→ Exercise requirements
Reproduce, without alteration, every line of the data; exclude the images.

→ Task inputs
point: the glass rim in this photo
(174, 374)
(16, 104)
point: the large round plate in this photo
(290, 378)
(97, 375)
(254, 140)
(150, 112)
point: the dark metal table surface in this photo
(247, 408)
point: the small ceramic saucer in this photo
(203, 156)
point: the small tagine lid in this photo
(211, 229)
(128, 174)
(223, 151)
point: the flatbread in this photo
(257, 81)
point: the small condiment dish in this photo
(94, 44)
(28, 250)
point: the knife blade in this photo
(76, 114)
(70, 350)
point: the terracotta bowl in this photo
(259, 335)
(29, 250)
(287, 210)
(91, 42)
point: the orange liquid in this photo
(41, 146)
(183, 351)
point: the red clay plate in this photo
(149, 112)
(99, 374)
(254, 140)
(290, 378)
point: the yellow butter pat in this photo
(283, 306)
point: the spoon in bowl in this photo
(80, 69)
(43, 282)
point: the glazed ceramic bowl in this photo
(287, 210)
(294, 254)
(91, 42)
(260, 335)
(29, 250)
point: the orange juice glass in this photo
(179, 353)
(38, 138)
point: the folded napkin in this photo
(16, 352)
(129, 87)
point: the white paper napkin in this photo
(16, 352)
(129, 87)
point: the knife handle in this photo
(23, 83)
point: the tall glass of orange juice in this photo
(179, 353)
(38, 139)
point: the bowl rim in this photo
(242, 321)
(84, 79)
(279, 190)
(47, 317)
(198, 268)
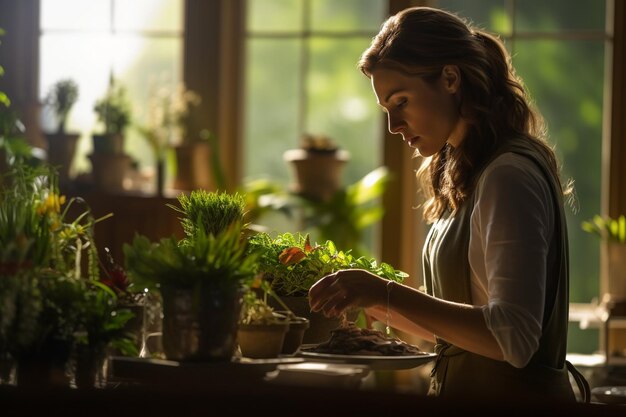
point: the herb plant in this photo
(292, 265)
(210, 212)
(607, 228)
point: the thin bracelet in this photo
(387, 315)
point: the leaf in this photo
(291, 256)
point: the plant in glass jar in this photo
(46, 291)
(201, 278)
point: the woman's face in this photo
(426, 115)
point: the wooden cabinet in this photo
(132, 214)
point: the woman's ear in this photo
(451, 78)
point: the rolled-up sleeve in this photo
(512, 226)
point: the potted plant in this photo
(292, 265)
(201, 278)
(109, 161)
(166, 127)
(45, 289)
(61, 143)
(265, 332)
(261, 331)
(317, 165)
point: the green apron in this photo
(458, 373)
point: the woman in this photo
(496, 257)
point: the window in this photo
(301, 78)
(137, 42)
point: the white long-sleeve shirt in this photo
(511, 229)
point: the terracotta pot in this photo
(108, 144)
(262, 341)
(200, 324)
(317, 174)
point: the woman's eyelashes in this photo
(401, 103)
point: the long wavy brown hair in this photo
(420, 41)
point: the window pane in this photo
(90, 59)
(341, 103)
(574, 118)
(272, 103)
(274, 15)
(89, 67)
(491, 15)
(162, 15)
(347, 15)
(139, 62)
(90, 15)
(556, 15)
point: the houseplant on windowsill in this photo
(61, 143)
(292, 265)
(201, 278)
(46, 293)
(317, 166)
(166, 127)
(109, 161)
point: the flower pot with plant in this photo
(109, 161)
(292, 265)
(46, 293)
(201, 278)
(62, 143)
(261, 331)
(317, 166)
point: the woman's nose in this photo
(394, 124)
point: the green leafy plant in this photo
(343, 219)
(210, 212)
(47, 295)
(214, 250)
(113, 110)
(62, 97)
(292, 265)
(607, 228)
(220, 260)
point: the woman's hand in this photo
(335, 293)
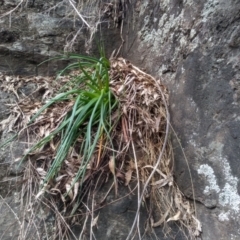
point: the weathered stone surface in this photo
(35, 32)
(193, 46)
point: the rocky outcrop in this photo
(194, 47)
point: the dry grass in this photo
(142, 133)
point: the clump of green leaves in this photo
(89, 121)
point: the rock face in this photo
(194, 47)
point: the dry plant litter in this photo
(139, 128)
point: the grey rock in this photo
(194, 48)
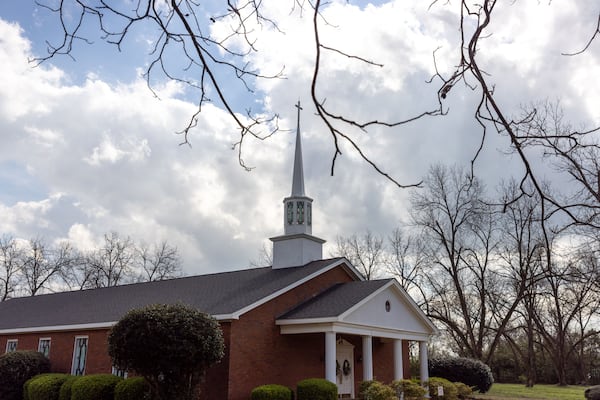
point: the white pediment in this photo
(391, 309)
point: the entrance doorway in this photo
(344, 368)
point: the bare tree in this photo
(161, 261)
(406, 261)
(10, 266)
(208, 60)
(459, 238)
(110, 265)
(42, 264)
(205, 61)
(567, 301)
(520, 252)
(365, 252)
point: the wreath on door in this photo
(346, 369)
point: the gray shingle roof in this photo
(216, 294)
(335, 300)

→ Result of this task
point: the glass rim in this photo
(174, 374)
(16, 104)
point: the large round plate in this photo
(290, 378)
(97, 375)
(254, 140)
(150, 112)
point: the dark metal table surface in this photo
(247, 408)
point: the small ceramic saucer in this photo
(203, 156)
point: the small tagine lid in this photo
(211, 229)
(128, 174)
(223, 151)
point: the flatbread in this photo
(257, 81)
point: the small condiment dish in this photo
(94, 44)
(28, 250)
point: the knife blade in this photo
(76, 114)
(70, 350)
point: the terracotta bowl in this photo
(259, 335)
(29, 250)
(287, 210)
(91, 42)
point: the orange liquid in this photo
(41, 146)
(183, 351)
point: the red clay plate in this photo
(149, 112)
(99, 374)
(254, 140)
(290, 378)
point: the yellow butter pat in this photo
(283, 306)
point: the spoon in bowl in this photo
(80, 69)
(43, 282)
point: the glazed ceramic bowl in this photo
(287, 210)
(294, 254)
(91, 42)
(260, 335)
(29, 250)
point: the orange juice glass in this photo
(179, 353)
(38, 138)
point: the folded napkin in this photo
(16, 352)
(129, 87)
point: the white paper napkin in this photo
(16, 352)
(129, 87)
point: the knife handle in this photo
(23, 83)
point: the tall glass of orange juice in this photo
(179, 353)
(38, 139)
point: the bowl rim in this photo
(242, 321)
(84, 79)
(279, 190)
(47, 317)
(198, 268)
point: the herb plant in this photo
(292, 265)
(210, 212)
(607, 228)
point: the thin bracelet in this photo
(387, 315)
point: the leaf in this photo
(291, 256)
point: the plant in glass jar in this photo
(46, 291)
(201, 278)
point: the woman's face in this photo
(426, 115)
point: the wooden cabinet in this photo
(132, 214)
point: the woman's ear in this photo
(451, 78)
point: the rolled-up sleeve in this photo
(512, 226)
point: the potted plant in this photo
(292, 265)
(201, 278)
(109, 161)
(166, 127)
(45, 289)
(61, 143)
(265, 332)
(261, 331)
(317, 165)
point: the green apron in this photo
(458, 373)
point: the woman in this photo
(496, 257)
point: the window in this photo
(301, 78)
(137, 42)
point: the white long-sleeve shirt in this photo
(511, 229)
point: the terracotta pot in this photo
(108, 144)
(262, 341)
(200, 324)
(317, 174)
point: the woman's eyelashes in this photo
(401, 103)
point: the long wavy brown hair in this photo
(420, 41)
point: the window pane in this photo
(90, 59)
(341, 103)
(574, 118)
(272, 103)
(274, 15)
(89, 67)
(491, 15)
(162, 15)
(347, 15)
(139, 62)
(90, 15)
(556, 15)
point: the houseplant on windowsill in this photo
(61, 143)
(292, 265)
(201, 278)
(46, 293)
(317, 166)
(166, 127)
(109, 161)
point: the flower pot with plant in this photo
(109, 161)
(292, 265)
(46, 293)
(201, 278)
(62, 143)
(261, 331)
(317, 166)
point: the woman's nose in this photo
(394, 124)
point: the green leafy plant in this photo
(343, 219)
(210, 212)
(47, 295)
(214, 250)
(113, 110)
(62, 97)
(292, 265)
(607, 228)
(220, 260)
point: the woman's hand in this photo
(335, 293)
point: the weathered stone surface in this photo
(35, 32)
(193, 46)
point: the rocky outcrop in this photo
(194, 47)
point: the dry grass in this photo
(142, 133)
point: the clump of green leaves in this photo
(89, 121)
point: the rock face in this photo
(194, 47)
point: the dry plant litter in this photo
(139, 128)
point: the grey rock in this photo
(194, 48)
point: the white pediment in this photo
(391, 309)
point: the entrance doorway in this photo
(344, 368)
point: the bare tree in this photo
(161, 261)
(406, 261)
(10, 266)
(208, 60)
(459, 238)
(110, 265)
(42, 264)
(205, 61)
(567, 301)
(520, 252)
(365, 252)
point: the wreath on door in this photo
(346, 369)
point: the gray shingle roof in this photo
(216, 294)
(335, 300)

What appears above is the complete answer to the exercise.